Given problem -
Please retype, word for word, the lines of the material below, starting at the line that contains "If you could pick out the ribbed" and ending at the last line of the material, with both included.

Supplied records -

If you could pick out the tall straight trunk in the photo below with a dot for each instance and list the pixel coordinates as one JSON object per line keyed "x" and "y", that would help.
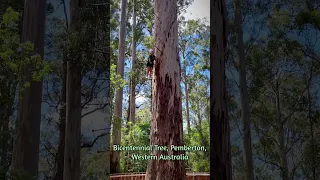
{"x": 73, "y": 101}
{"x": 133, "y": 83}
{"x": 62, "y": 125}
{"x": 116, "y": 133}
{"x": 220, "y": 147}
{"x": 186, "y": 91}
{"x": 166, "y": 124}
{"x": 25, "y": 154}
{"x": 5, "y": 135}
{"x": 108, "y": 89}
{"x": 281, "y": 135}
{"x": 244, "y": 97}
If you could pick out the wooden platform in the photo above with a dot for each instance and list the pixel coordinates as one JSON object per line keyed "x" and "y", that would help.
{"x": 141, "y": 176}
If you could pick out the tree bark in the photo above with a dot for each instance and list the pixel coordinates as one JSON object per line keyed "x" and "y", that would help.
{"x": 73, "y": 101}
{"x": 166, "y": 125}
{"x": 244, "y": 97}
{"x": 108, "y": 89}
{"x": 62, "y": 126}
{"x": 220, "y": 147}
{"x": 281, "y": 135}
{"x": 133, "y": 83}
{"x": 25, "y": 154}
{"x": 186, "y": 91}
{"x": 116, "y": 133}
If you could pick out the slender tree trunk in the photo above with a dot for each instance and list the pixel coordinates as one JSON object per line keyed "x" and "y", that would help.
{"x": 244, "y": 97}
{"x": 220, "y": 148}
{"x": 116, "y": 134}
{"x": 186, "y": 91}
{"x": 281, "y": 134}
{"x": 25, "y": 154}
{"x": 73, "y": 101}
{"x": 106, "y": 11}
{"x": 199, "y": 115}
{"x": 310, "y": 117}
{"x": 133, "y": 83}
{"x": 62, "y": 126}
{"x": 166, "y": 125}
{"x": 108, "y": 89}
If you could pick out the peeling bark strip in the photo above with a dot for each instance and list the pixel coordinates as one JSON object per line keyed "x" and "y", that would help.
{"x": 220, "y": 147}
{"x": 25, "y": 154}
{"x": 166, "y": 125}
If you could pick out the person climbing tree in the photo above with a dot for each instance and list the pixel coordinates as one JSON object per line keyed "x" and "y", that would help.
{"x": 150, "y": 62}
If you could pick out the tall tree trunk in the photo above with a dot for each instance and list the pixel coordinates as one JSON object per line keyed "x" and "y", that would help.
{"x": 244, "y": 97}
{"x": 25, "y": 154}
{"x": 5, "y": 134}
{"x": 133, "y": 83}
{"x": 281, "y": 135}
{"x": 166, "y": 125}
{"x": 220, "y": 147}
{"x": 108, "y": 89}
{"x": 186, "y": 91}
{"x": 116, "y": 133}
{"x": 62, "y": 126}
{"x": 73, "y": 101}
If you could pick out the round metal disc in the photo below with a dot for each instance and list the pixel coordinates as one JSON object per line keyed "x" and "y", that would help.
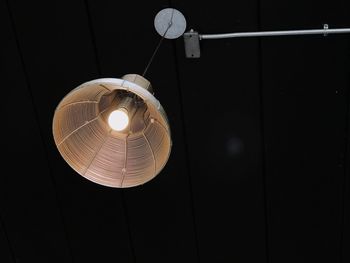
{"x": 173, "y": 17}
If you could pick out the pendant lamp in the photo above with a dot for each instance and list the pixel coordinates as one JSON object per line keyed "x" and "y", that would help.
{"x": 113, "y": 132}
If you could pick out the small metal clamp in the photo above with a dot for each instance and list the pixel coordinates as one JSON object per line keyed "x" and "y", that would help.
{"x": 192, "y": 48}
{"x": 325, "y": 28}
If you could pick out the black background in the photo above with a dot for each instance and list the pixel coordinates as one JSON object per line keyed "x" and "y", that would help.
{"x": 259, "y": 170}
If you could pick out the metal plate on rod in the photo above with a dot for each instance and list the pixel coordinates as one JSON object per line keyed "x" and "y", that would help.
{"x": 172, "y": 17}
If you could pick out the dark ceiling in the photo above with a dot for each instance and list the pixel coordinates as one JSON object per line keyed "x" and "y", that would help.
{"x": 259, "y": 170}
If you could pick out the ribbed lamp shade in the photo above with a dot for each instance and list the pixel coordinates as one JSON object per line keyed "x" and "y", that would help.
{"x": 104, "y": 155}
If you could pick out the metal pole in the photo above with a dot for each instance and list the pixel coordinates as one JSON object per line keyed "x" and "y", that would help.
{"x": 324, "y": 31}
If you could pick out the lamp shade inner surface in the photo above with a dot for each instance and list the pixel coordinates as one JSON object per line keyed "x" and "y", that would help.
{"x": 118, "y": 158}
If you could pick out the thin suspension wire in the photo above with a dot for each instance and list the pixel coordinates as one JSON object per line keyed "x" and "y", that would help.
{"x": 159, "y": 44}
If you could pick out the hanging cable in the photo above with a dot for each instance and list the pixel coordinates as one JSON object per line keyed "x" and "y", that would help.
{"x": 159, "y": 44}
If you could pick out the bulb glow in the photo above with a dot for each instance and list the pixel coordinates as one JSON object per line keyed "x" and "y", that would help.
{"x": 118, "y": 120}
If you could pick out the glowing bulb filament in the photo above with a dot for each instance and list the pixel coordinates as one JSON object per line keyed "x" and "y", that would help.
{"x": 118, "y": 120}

Solution to the exercise -
If you could pick out the ribbed lamp shade in the photo above with a dot for each instance and list the pixel coordinates as one JSON object per line keyed "x" and "y", that would help.
{"x": 104, "y": 155}
If you could pick out the metal pole in the photo above with a dot for each instance and list the pixel coordinates as one JSON object per line keyed "x" and "y", that would help.
{"x": 324, "y": 31}
If you could pick out the lamp shade inner surface in the photo above with a dot for each instance and list the pixel coordinates as one JSON object per line keyed "x" and "y", that would help.
{"x": 118, "y": 158}
If you could pick out the thin suspension wire in the photo above with a dot for each instance and list the pixel coordinates as one JSON object per line keyed "x" and "y", that would help.
{"x": 159, "y": 44}
If you could pick out the hanging cable in the photo above with a dot for each instance and list the pixel coordinates as one JSON object per line keyed "x" and "y", that would help.
{"x": 159, "y": 44}
If you could pick out the bulb glow in the photo above with a dot for each instance and list the pixel coordinates as one JSON object per line keyed "x" and "y", that would help.
{"x": 118, "y": 120}
If you could pick out the glowing bulb filament in the photo above with a dot for each instance and list the pixel coordinates as one JSON object per line keyed "x" and "y", that would help.
{"x": 118, "y": 120}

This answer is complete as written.